SOURCE EXTRACT:
But a good Ubisoft game gives you a feedback high unlike anything else in the video game landscape today. There’s a legit narcotic intensity to Ubisoft’s open-worlders at their best. And Far Cry 4 is the very best of Ubisoft right now. Immediate predecessor Far Cry 3 took a franchise that always felt like a lesser gem in Ubisoft’s Infinity Gauntlet and packed it with glorious graphics and box-ticking expansiveness. Towers to climb, fortresses to conquer, animals to hunt: This was done before a million times, but Far Cry 3 refined the formula. Every fortress could be conquered at least six different ways.
Far Cry 4 is the same, except moreso. It’s a much denser experience than Far Cry 3, carrying you from the heights of mountain ranges down to river valleys below. You’re playing some random guy who’s returning to his parents’ homeland with his mother’s ashes. The country is basically Nepal, although they call it Kyrat, and anyhow it’s a Ruritanian blend of ancient artifacts, pink-suited megalo-tyrants, and a parade of English-speaking mission assigners.

EXERCISE OBJECTIVE: In the Far Cry 4 review excerpt, what name does the game give the country that is basically Nepal? The records have no connection to the Far Cry 4 review excerpt above.

PROVIDED INFORMATION:
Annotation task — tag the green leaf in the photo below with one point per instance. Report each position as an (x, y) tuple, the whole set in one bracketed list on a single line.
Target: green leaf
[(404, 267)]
--
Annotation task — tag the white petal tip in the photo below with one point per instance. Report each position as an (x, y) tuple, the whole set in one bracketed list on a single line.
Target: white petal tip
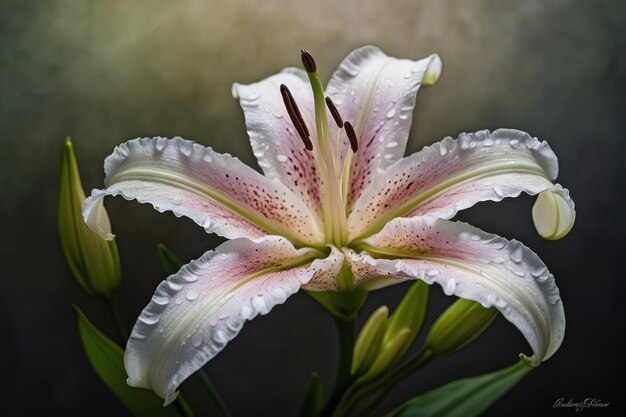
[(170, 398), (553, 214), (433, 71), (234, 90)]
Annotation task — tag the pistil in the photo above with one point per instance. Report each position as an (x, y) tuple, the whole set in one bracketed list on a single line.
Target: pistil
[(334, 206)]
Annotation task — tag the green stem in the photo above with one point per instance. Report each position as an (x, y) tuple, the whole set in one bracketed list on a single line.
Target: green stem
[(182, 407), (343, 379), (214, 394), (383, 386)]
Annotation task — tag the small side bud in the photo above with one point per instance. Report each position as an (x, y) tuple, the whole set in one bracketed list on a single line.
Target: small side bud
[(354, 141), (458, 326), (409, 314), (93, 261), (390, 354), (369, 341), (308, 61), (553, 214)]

SOLUTION TO THIS EXERCISE: Kyrat.